- WHAT YOU NEED TO DO: Revise every one of the items below so that "written like" is replaced by "formatted as" wherever it appears. Keep everything else the same.

- RECORDS TO PROCESS:

☆ ☆ ☆

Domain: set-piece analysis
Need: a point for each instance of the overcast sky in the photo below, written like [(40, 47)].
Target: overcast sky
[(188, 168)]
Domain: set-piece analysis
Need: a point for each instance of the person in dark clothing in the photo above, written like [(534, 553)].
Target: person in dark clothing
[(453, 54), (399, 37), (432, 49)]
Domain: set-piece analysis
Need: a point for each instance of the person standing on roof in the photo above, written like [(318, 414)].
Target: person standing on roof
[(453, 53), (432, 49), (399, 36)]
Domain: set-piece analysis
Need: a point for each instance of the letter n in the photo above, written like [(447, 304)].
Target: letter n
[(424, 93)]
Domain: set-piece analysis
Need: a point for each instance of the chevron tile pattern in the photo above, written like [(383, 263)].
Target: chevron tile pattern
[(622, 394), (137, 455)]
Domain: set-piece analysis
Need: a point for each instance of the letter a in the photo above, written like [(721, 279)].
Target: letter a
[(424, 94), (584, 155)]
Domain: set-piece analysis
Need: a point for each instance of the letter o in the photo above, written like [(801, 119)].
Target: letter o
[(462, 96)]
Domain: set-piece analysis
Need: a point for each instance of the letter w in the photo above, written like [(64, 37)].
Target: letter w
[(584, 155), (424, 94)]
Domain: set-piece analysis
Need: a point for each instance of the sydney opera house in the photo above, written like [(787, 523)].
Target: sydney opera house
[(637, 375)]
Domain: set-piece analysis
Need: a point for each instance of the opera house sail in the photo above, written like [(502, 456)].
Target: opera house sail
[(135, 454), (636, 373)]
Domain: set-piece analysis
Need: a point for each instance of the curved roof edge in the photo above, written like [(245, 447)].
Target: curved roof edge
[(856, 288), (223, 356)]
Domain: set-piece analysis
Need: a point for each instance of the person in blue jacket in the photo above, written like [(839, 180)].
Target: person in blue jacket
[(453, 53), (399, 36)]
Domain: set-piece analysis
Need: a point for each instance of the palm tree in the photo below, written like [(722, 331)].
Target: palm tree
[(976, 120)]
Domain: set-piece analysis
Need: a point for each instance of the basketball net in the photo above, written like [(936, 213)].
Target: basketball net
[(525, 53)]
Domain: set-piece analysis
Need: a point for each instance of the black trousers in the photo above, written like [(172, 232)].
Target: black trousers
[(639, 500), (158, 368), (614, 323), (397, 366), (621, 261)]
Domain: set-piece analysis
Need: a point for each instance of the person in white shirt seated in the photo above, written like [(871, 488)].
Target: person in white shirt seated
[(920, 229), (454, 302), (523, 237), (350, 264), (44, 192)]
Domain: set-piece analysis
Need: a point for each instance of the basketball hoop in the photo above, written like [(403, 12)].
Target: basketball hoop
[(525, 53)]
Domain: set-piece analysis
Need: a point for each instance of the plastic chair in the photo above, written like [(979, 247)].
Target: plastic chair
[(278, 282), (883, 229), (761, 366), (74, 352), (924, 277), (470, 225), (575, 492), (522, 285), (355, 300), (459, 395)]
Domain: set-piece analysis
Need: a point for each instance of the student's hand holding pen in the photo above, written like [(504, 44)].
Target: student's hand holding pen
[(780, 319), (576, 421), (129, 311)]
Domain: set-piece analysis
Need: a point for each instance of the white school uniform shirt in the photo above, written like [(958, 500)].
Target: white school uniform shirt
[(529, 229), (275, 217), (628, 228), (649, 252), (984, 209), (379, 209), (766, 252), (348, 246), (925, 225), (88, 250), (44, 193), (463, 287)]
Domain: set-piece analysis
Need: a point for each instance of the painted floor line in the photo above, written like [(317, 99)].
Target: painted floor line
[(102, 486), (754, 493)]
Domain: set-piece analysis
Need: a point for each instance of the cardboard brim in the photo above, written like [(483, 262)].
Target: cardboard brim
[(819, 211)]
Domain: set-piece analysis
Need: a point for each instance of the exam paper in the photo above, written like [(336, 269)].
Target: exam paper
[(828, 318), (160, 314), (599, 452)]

☆ ☆ ☆

- SOLUTION TO THIS TASK:
Domain: set-piece analysis
Need: a point for each instance of the overcast sky in the photo below, formatted as [(40, 47)].
Target: overcast sky
[(188, 168)]
Domain: set-piece analysis
Need: a point for each instance of the person in dark clothing in the photo above, formatted as [(534, 553)].
Target: person in dark clothing
[(453, 54), (399, 37), (432, 49)]
Domain: set-piece analysis
Need: a point for each instance of the person standing on roof in the photo above, formatted as [(318, 414)].
Target: person standing on roof
[(453, 53), (432, 49), (399, 36)]
Domain: set-piece analysis
Need: a point for each instance of the letter n in the photo above, formatted as [(447, 304)].
Target: letter n
[(424, 93)]
Domain: set-piece analysis
Need: a point for each instance of the chevron tile pattern in the photo above, formatted as [(383, 263)].
Target: chevron tile pattern
[(622, 394), (137, 455)]
Domain: set-piece analysis
Need: a point for each instance of the letter a in the photo above, formatted as [(721, 279)].
Target: letter a
[(424, 94), (584, 155)]
Domain: set-piece analysis
Need: a point for each instance of the letter o in the photo above, formatted as [(801, 119)].
Target: letter o
[(462, 96)]
Domain: set-piece analysis
Need: a point for each instance of the letter w in the photo above, formatted as [(64, 37)].
Target: letter w
[(584, 155), (424, 94)]
Domain: set-piece analysis
Need: a point for each instance of the sydney opera house in the photo above, formatted as [(787, 523)].
Target: sydney opera house
[(637, 375)]
Domain: set-piece analysis
Need: a point for each instance of the opera house sail in the photo above, formatted as [(502, 456)].
Target: opera house sail
[(135, 454), (636, 373)]
Domain: set-piece analysis
Need: a point for each instance of the curved roof edge in the photo above, formatted as [(245, 447)].
Target: curved roof edge
[(856, 288), (223, 356)]
Domain: set-piece analysis
Need: a point for each instance of the person in blue jacket in the photo above, formatted as [(839, 180)].
Target: person in blue jacket
[(453, 53), (399, 36)]
Domain: set-piece analysis
Need: a point for each instance of the palm tree in the photo below, formatted as [(722, 331)].
Target: palm tree
[(976, 120)]
Domain: set-piece analysis
Need: a point for each instance of the basketball net in the photo above, formatted as [(936, 213)].
Target: basketball net
[(525, 53)]
Domain: set-piece analysis
Need: a point for each instance of the black trousers in the photo above, formatted as [(172, 232)].
Target: black trousers
[(639, 500), (158, 368), (614, 323), (397, 366), (621, 261)]
Domain: set-piece analysis
Need: a point for each instance of the person in white shirt seated in the photo above, formatted as [(871, 488)].
Target: person in white shirt seated
[(920, 229), (454, 302), (523, 237), (350, 264), (44, 192)]
Domain: set-piece analysis
Need: a point for each instance of the basketball hoop in the photo above, formatted as [(403, 12)].
Target: basketball hoop
[(525, 53)]
Domain: set-piece analysis
Need: a point for each instance of the plastic chair in the photo above, formatted as [(979, 247)].
Target: plastic chair
[(278, 282), (883, 229), (761, 366), (74, 352), (924, 277), (470, 225), (575, 492), (522, 285), (355, 300), (459, 395)]
Domain: set-piece analysis
Need: a point for each instance of the student's hand holding pen in the photo above, formatted as [(504, 44)].
Target: student's hand holding pen
[(780, 319), (576, 421), (129, 311)]
Domain: set-piece analysis
Need: a point for each instance of the white school uniform shirt in the photo above, formatted as [(958, 500)].
Target: white school uniform shirt
[(529, 229), (275, 217), (628, 228), (649, 252), (984, 209), (379, 209), (766, 252), (348, 246), (925, 225), (88, 250), (44, 193), (463, 287)]
Domain: set-piece analysis
Need: a point for each instance of the painted floor line in the photo above, formatted as [(317, 99)].
Target: painted floor line
[(102, 486), (754, 493)]
Domain: set-piece analysis
Need: a point for each instance of the cardboard brim in the photo above, formatted as [(483, 262)].
Target: cardboard brim
[(819, 211)]
Domain: set-piece analysis
Need: a point for each instance of the exam paper in the photo above, formatted as [(336, 269)].
Target: exam paper
[(828, 318), (160, 314), (599, 452)]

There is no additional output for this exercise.